- GIVEN PROBLEM
Reproduce every line of the data below verbatim, without changing a single character.

- EXCERPTED DATA
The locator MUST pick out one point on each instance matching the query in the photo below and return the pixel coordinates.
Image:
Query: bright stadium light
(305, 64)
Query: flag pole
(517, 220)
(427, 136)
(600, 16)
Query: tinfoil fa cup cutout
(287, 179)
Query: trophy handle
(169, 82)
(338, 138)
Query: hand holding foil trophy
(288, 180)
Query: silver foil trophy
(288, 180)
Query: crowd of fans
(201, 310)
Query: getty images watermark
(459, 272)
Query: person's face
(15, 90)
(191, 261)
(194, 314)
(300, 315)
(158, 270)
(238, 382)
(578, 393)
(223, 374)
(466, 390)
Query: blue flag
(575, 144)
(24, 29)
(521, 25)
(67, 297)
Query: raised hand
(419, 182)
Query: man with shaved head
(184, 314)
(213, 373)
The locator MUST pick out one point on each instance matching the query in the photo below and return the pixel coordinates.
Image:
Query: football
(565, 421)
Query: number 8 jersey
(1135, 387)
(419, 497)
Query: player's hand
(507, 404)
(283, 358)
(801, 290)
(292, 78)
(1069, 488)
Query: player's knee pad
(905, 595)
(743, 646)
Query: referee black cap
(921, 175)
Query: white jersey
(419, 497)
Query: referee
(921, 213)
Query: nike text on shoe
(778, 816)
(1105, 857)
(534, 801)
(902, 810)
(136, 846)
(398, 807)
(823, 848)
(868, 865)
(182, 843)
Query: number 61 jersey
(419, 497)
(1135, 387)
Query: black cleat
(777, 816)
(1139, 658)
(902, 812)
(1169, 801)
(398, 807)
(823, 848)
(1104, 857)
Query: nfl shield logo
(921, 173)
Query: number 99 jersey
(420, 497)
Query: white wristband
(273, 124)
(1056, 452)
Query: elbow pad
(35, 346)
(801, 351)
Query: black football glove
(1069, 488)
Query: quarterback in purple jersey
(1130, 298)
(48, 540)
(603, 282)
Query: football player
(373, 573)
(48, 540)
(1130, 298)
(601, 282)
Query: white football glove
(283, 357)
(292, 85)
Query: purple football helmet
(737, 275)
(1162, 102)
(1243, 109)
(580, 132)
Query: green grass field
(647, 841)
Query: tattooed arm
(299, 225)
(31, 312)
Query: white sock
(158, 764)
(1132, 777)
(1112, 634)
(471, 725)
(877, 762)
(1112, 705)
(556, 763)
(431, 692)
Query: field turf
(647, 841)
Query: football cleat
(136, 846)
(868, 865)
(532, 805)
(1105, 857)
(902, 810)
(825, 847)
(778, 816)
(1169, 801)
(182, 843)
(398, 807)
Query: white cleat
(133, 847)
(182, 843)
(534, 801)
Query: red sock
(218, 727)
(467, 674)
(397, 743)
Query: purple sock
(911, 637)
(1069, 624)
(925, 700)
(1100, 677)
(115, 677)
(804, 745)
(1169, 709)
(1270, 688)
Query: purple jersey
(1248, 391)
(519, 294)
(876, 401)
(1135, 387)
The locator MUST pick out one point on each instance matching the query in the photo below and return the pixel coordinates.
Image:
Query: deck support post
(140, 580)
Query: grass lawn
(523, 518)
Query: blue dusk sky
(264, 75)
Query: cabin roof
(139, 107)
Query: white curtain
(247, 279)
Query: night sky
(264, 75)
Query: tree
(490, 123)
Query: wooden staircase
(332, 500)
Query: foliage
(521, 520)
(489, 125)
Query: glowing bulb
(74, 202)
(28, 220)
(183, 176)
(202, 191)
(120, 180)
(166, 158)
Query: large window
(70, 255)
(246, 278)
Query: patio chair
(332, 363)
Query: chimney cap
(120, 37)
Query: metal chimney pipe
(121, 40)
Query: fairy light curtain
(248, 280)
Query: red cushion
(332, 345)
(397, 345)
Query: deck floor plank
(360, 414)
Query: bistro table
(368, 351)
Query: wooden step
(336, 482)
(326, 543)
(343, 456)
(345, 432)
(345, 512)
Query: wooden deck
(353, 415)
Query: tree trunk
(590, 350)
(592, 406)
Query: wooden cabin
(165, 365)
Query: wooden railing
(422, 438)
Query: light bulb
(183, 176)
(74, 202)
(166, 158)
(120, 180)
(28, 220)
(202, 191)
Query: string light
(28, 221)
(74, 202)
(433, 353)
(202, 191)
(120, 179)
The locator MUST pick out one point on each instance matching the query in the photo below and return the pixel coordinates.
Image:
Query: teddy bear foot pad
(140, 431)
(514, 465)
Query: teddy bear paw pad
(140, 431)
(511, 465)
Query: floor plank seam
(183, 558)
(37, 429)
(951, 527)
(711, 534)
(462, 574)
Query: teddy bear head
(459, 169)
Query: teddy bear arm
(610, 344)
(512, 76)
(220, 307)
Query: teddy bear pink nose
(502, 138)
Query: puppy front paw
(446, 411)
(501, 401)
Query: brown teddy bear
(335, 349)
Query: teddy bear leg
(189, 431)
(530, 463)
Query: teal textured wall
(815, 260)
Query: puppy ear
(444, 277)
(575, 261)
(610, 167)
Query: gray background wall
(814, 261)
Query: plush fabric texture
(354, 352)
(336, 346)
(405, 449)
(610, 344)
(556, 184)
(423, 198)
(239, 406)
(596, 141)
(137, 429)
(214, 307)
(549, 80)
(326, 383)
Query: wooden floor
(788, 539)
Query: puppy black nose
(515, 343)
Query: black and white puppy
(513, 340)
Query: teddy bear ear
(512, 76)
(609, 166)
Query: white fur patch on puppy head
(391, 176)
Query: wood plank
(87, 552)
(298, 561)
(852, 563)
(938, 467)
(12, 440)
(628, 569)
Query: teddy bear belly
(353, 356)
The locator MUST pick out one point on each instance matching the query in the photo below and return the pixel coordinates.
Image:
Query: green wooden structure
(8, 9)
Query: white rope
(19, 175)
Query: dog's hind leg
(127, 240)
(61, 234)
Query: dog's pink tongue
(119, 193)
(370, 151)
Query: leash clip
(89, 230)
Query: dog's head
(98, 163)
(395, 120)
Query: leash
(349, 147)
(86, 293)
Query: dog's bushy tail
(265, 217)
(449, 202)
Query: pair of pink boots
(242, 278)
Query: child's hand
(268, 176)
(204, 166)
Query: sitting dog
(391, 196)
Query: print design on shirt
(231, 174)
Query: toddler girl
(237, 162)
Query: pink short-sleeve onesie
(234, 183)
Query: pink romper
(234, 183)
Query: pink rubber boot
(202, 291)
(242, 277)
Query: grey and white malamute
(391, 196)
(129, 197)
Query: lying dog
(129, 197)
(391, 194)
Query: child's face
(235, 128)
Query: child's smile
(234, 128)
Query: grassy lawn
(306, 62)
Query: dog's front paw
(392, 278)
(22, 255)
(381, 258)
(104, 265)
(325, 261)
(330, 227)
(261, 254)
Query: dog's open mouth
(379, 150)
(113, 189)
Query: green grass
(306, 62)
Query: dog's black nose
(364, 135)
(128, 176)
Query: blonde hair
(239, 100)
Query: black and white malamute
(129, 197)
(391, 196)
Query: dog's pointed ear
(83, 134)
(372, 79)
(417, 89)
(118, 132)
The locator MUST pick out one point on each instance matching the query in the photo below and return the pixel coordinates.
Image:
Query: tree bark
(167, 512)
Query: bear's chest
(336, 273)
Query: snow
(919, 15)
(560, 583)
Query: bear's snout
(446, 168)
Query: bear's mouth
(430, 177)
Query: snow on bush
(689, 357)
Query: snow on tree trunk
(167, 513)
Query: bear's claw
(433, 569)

- WRITTEN RESPONSE
The locator MUST pick out one point on each instance matching the query in the photo below and return the pixel coordinates.
Image:
Query: bright stadium light
(305, 64)
Query: flag pole
(517, 220)
(427, 136)
(600, 16)
Query: tinfoil fa cup cutout
(287, 179)
Query: trophy handle
(169, 82)
(338, 138)
Query: hand holding foil trophy
(288, 180)
Query: silver foil trophy
(288, 180)
Query: crowd of fans
(201, 310)
Query: getty images watermark
(459, 272)
Query: person's face
(15, 90)
(191, 261)
(194, 314)
(300, 315)
(158, 270)
(238, 382)
(578, 393)
(223, 374)
(466, 390)
Query: blue flag
(575, 144)
(24, 29)
(521, 25)
(67, 297)
Query: raised hand
(419, 182)
Query: man with shaved head
(184, 314)
(213, 373)
The locator MUST pick out one point on each instance matching the query in the photo below and return the pixel coordinates.
Image:
Query: football
(565, 421)
Query: number 8 jersey
(1135, 387)
(419, 497)
Query: player's hand
(507, 404)
(283, 358)
(801, 290)
(292, 78)
(1069, 488)
Query: player's knee pad
(905, 595)
(743, 646)
Query: referee black cap
(921, 175)
Query: white jersey
(419, 497)
Query: referee
(921, 213)
Query: nike text on shoe
(778, 816)
(1105, 857)
(534, 801)
(902, 810)
(136, 846)
(398, 807)
(823, 848)
(868, 865)
(182, 843)
Query: number 61 jersey
(419, 497)
(1135, 387)
Query: black cleat
(777, 816)
(1139, 658)
(902, 812)
(1169, 801)
(398, 807)
(823, 848)
(1104, 857)
Query: nfl shield logo
(921, 173)
Query: number 99 jersey
(420, 497)
Query: white wristband
(273, 124)
(1056, 452)
Query: elbow pad
(35, 346)
(801, 351)
Query: black football glove
(1069, 488)
Query: quarterback in purple jersey
(1130, 298)
(48, 540)
(603, 282)
Query: football player
(373, 573)
(48, 540)
(1130, 298)
(601, 282)
Query: white football glove
(283, 357)
(292, 85)
Query: purple football helmet
(737, 275)
(1162, 102)
(1243, 109)
(580, 132)
Query: green grass field
(647, 841)
Query: tattooed arm
(299, 225)
(31, 312)
Query: white sock
(158, 764)
(1132, 777)
(1112, 634)
(471, 725)
(877, 762)
(1112, 705)
(556, 763)
(431, 692)
Query: field turf
(647, 841)
Query: football cleat
(136, 846)
(868, 865)
(532, 805)
(1105, 857)
(902, 810)
(825, 847)
(778, 816)
(1169, 801)
(182, 843)
(398, 807)
Query: white cleat
(133, 847)
(182, 843)
(534, 801)
Query: red sock
(218, 727)
(467, 674)
(397, 743)
Query: purple sock
(911, 637)
(1069, 624)
(925, 700)
(1100, 677)
(115, 677)
(804, 745)
(1169, 709)
(1270, 688)
Query: purple jersey
(1248, 391)
(519, 294)
(876, 401)
(1135, 387)
The locator MUST pick out one point on each instance matching the query in the photo below and return the pixel coordinates.
Image:
Query: deck support post
(140, 580)
Query: grass lawn
(523, 518)
Query: blue dusk sky
(264, 75)
Query: cabin roof
(139, 107)
Query: white curtain
(247, 279)
Query: night sky
(264, 75)
Query: tree
(490, 123)
Query: wooden staircase
(332, 500)
Query: foliage
(521, 520)
(489, 125)
Query: glowing bulb
(74, 202)
(28, 220)
(183, 176)
(202, 191)
(120, 180)
(166, 158)
Query: large window
(70, 255)
(246, 278)
Query: patio chair
(332, 363)
Query: chimney cap
(120, 37)
Query: metal chimney pipe
(121, 40)
Query: fairy light curtain
(248, 280)
Query: red cushion
(332, 345)
(397, 345)
Query: deck floor plank
(360, 414)
Query: bistro table
(368, 351)
Query: wooden step
(336, 482)
(326, 543)
(343, 456)
(345, 432)
(345, 512)
Query: wooden deck
(353, 415)
Query: tree trunk
(590, 350)
(592, 406)
Query: wooden cabin
(165, 365)
Query: wooden railing
(422, 438)
Query: light bulb
(183, 176)
(74, 202)
(166, 158)
(120, 180)
(28, 220)
(202, 191)
Query: string light
(28, 221)
(74, 202)
(433, 353)
(202, 191)
(120, 179)
The locator MUST pick out one point on each instance matching the query in the photo below and return the pixel coordinates.
Image:
Query: teddy bear foot pad
(140, 431)
(514, 465)
Query: teddy bear paw pad
(140, 431)
(511, 465)
Query: floor plank seam
(183, 558)
(37, 429)
(951, 527)
(711, 534)
(462, 574)
Query: teddy bear head
(459, 169)
Query: teddy bear arm
(610, 344)
(512, 76)
(220, 307)
Query: teddy bear pink nose
(502, 138)
Query: puppy front paw
(446, 411)
(501, 401)
Query: brown teddy bear
(335, 349)
Query: teddy bear leg
(189, 431)
(530, 463)
Query: teal textured wall
(815, 260)
Query: puppy ear
(444, 277)
(575, 261)
(610, 167)
Query: gray background wall
(814, 261)
Query: plush fabric texture
(354, 352)
(336, 346)
(405, 449)
(610, 344)
(556, 184)
(423, 198)
(239, 406)
(596, 141)
(137, 429)
(214, 307)
(549, 80)
(326, 383)
Query: wooden floor
(788, 539)
Query: puppy black nose
(515, 343)
Query: black and white puppy
(513, 340)
Query: teddy bear ear
(512, 76)
(609, 166)
Query: white fur patch on puppy head
(391, 176)
Query: wood plank
(87, 552)
(298, 561)
(852, 563)
(938, 467)
(12, 440)
(628, 569)
Query: teddy bear belly
(353, 356)
The locator MUST pick out one point on each instance matching the query in the photo below and return the pixel coordinates.
Image:
Query: green wooden structure
(8, 9)
Query: white rope
(19, 175)
Query: dog's hind leg
(127, 240)
(61, 234)
Query: dog's pink tongue
(119, 193)
(370, 151)
Query: leash clip
(89, 230)
Query: dog's head
(98, 163)
(395, 120)
Query: leash
(349, 147)
(86, 293)
Query: dog's bushy tail
(265, 217)
(449, 202)
Query: pair of pink boots
(242, 278)
Query: child's hand
(268, 176)
(204, 166)
Query: sitting dog
(391, 196)
Query: print design on shirt
(231, 174)
Query: toddler girl
(237, 162)
Query: pink short-sleeve onesie
(234, 183)
Query: pink romper
(234, 183)
Query: pink rubber boot
(202, 291)
(242, 277)
Query: grey and white malamute
(391, 196)
(129, 197)
Query: lying dog
(129, 197)
(391, 194)
Query: child's face
(235, 128)
Query: child's smile
(234, 128)
Query: grassy lawn
(306, 62)
Query: dog's front paw
(392, 278)
(22, 255)
(381, 258)
(104, 265)
(325, 261)
(330, 227)
(261, 254)
Query: dog's open mouth
(379, 150)
(113, 189)
Query: green grass
(306, 62)
Query: dog's black nose
(364, 135)
(128, 176)
Query: blonde hair
(239, 100)
Query: black and white malamute
(129, 197)
(391, 196)
Query: dog's pointed ear
(83, 134)
(372, 79)
(417, 89)
(118, 132)
The locator MUST pick out one point on each instance matching the query in the photo below and return the pixel coordinates.
Image:
Query: tree bark
(167, 512)
Query: bear's chest
(336, 273)
Query: snow
(919, 15)
(560, 583)
Query: bear's snout
(446, 168)
Query: bear's mouth
(430, 177)
Query: snow on bush
(689, 357)
Query: snow on tree trunk
(167, 513)
Query: bear's claw
(433, 569)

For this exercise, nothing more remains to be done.